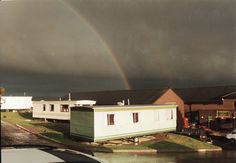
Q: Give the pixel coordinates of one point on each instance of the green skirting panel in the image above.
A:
(141, 133)
(112, 137)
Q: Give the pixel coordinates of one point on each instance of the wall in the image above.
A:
(82, 124)
(171, 97)
(56, 114)
(16, 102)
(148, 123)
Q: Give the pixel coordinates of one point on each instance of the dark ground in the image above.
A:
(11, 135)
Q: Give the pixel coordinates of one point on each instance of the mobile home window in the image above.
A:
(51, 107)
(44, 107)
(64, 108)
(135, 117)
(171, 115)
(110, 119)
(156, 115)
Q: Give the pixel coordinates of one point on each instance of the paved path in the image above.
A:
(11, 135)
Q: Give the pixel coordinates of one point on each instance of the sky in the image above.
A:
(52, 47)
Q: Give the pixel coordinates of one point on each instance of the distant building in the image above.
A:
(134, 97)
(16, 102)
(54, 108)
(100, 123)
(206, 104)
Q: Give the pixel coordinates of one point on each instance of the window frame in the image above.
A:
(52, 107)
(62, 109)
(135, 117)
(110, 119)
(44, 107)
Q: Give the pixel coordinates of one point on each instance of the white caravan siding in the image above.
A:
(151, 119)
(16, 102)
(39, 112)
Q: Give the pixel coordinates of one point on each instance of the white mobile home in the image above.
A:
(16, 102)
(99, 123)
(56, 109)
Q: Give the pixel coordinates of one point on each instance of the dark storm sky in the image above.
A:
(52, 47)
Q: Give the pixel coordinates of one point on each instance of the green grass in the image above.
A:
(60, 132)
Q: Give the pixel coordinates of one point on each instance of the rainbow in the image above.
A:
(113, 56)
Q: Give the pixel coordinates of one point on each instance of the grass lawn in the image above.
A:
(173, 142)
(60, 132)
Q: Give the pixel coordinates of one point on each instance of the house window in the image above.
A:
(156, 115)
(171, 115)
(135, 117)
(51, 107)
(44, 107)
(64, 108)
(110, 119)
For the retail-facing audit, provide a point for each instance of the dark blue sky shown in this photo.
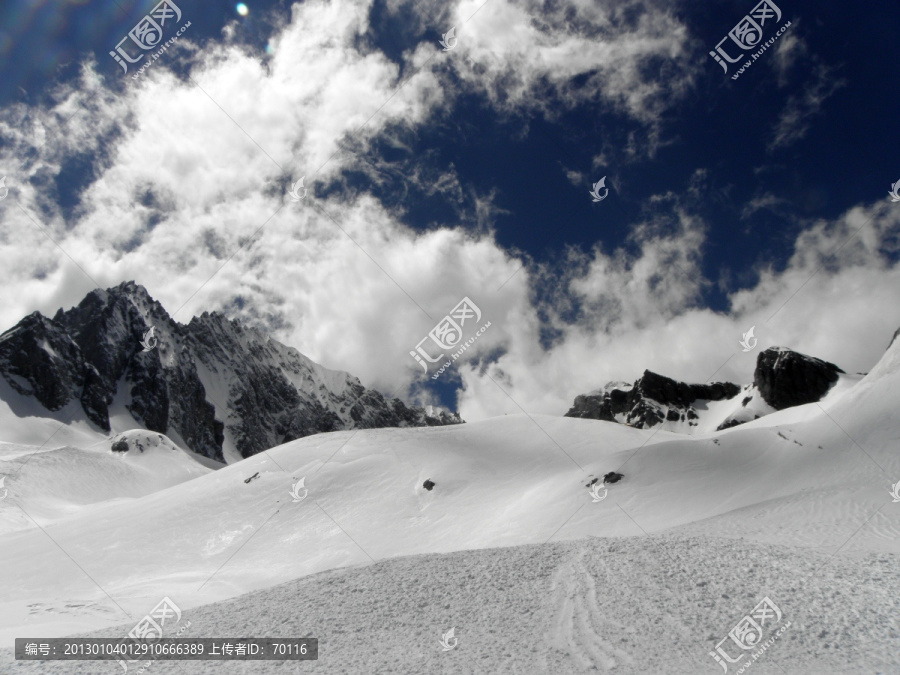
(848, 155)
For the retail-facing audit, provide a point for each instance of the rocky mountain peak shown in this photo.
(213, 382)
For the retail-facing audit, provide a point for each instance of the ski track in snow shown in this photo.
(633, 606)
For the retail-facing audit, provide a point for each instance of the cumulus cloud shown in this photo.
(632, 55)
(639, 311)
(180, 183)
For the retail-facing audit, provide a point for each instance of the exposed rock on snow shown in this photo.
(651, 400)
(782, 379)
(786, 379)
(212, 382)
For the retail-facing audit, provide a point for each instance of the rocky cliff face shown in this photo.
(651, 400)
(786, 379)
(209, 381)
(782, 379)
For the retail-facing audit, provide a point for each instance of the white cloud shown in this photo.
(185, 198)
(639, 313)
(517, 52)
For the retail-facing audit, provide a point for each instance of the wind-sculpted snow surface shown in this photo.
(793, 509)
(632, 606)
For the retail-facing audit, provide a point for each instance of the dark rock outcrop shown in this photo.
(271, 393)
(637, 402)
(786, 378)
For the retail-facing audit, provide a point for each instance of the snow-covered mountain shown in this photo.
(214, 386)
(535, 572)
(782, 379)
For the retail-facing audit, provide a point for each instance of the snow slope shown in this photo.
(810, 485)
(629, 606)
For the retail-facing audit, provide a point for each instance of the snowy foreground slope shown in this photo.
(795, 506)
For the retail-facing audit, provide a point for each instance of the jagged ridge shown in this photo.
(268, 393)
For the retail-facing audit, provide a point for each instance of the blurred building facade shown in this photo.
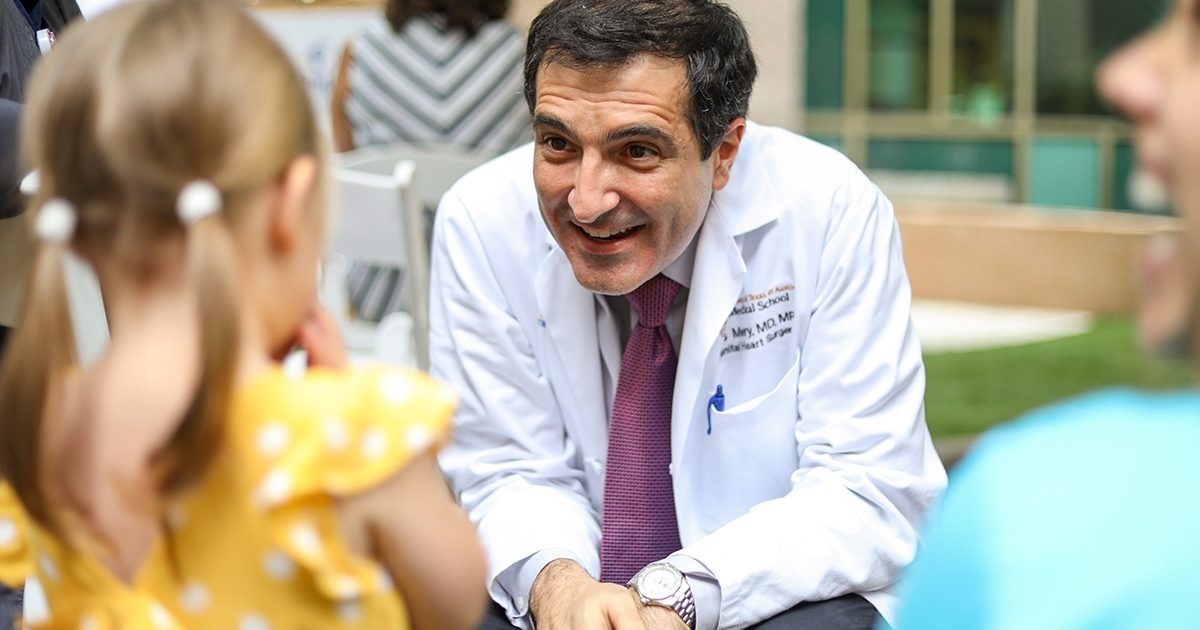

_Your objective:_ Write every entry again exactly as given, skipping the pictures.

_Expected answer:_
Q: Give the pixel coordinates of one point on each instance of the green skirting panel in the image above.
A:
(141, 133)
(112, 137)
Q: Give the pixel coordinates of one point on each instance of the wall in the image above.
A:
(82, 124)
(171, 97)
(56, 114)
(16, 102)
(148, 123)
Q: Give the pixel coordinates of one point on each instance of the dark ground in the image above.
A:
(11, 135)
Q: Give the pixel coordinates of one point on each instance of the mobile home window in the image above.
A:
(51, 107)
(44, 107)
(64, 108)
(135, 117)
(171, 115)
(110, 119)
(156, 115)
Q: Give the pixel coordinates of one point on each instance of the paved path in the image above.
A:
(11, 135)
Q: Give the pixel coordinates of one point on each instance of the sky in the image above.
A:
(52, 47)
Q: Give the pixel coordinates of one point on each instance of the distant building in the image above.
A:
(134, 97)
(16, 102)
(54, 108)
(100, 123)
(206, 104)
Q: Give the pixel coordinates of one point on each instance of the window frame in the image above.
A:
(52, 107)
(62, 109)
(135, 117)
(110, 119)
(44, 107)
Q: Give the pixel coordinates of one point on each instance of the white caravan siding in the image above.
A:
(151, 119)
(16, 102)
(39, 112)
Q: Give the pixel coordinates of one point on each instance of the white mobile home in the image above.
A:
(16, 102)
(99, 123)
(56, 109)
Q: Give the pixel coordinates of one point on each instance of the dark storm sky in the image above.
A:
(52, 47)
Q: Give the pixel coordinates of one point on each instance of the green grass in the image above.
A:
(60, 132)
Q: Give the pixel coordinates of one point on each instance of the rainbow in the image above.
A:
(113, 56)
Q: Give the pixel coordinates of one point on each instance of the grass lawn in the image above.
A:
(173, 142)
(60, 132)
Q: Give the pixel coordinates of one point on each instance of the house window in the image above.
A:
(156, 115)
(171, 115)
(135, 117)
(51, 107)
(44, 107)
(64, 108)
(110, 119)
For the retail-facing audit, provide a point for each instance of the dark blue sky shown in this photo.
(848, 155)
For the retail-facing audit, provide a point for each instance of the rocky mountain peak shown in this photo.
(213, 382)
For the retail-facing audit, provide a point for each instance of the ski track in snow shown in this photo.
(633, 606)
For the retail-facing audit, provide a point for each instance of the cumulus cloud shown in this photo.
(632, 55)
(639, 311)
(180, 183)
For the retail-facing audit, provide a point for each instance of the exposed rock on snow shown in this photo.
(651, 400)
(782, 379)
(786, 379)
(212, 382)
For the retail-facing audit, provide a point for each instance of the rocky cliff face shown in this photo.
(651, 400)
(786, 379)
(209, 381)
(782, 379)
For the retail-facing audit, provide a point for each instance of the white cloud shown in this photo.
(185, 198)
(639, 313)
(517, 52)
For the retail-facing audit, provide a point for each instance of the wind-sculpted snow surface shown in this photo.
(793, 509)
(632, 606)
For the retail-facing audit, provide a point for each instance of the dark rock outcrop shown in this photo.
(271, 393)
(637, 402)
(786, 378)
For the retail-facing audit, provide a point for each instance of the snow-covered mountain shown in this photo.
(214, 386)
(535, 572)
(782, 379)
For the retail-facing audit, provide a point for each instance of the snow slope shown in this photo.
(810, 485)
(629, 606)
For the retail-facing audit, provide a point for each instance of the snowy foreground slope shown in this photo.
(795, 506)
For the retail-facing audit, provide a point for each instance of the jagged ridge shown in this photo.
(268, 393)
For the retail-facing audit, provide a point for each instance of the blurred building facade shown in this photo.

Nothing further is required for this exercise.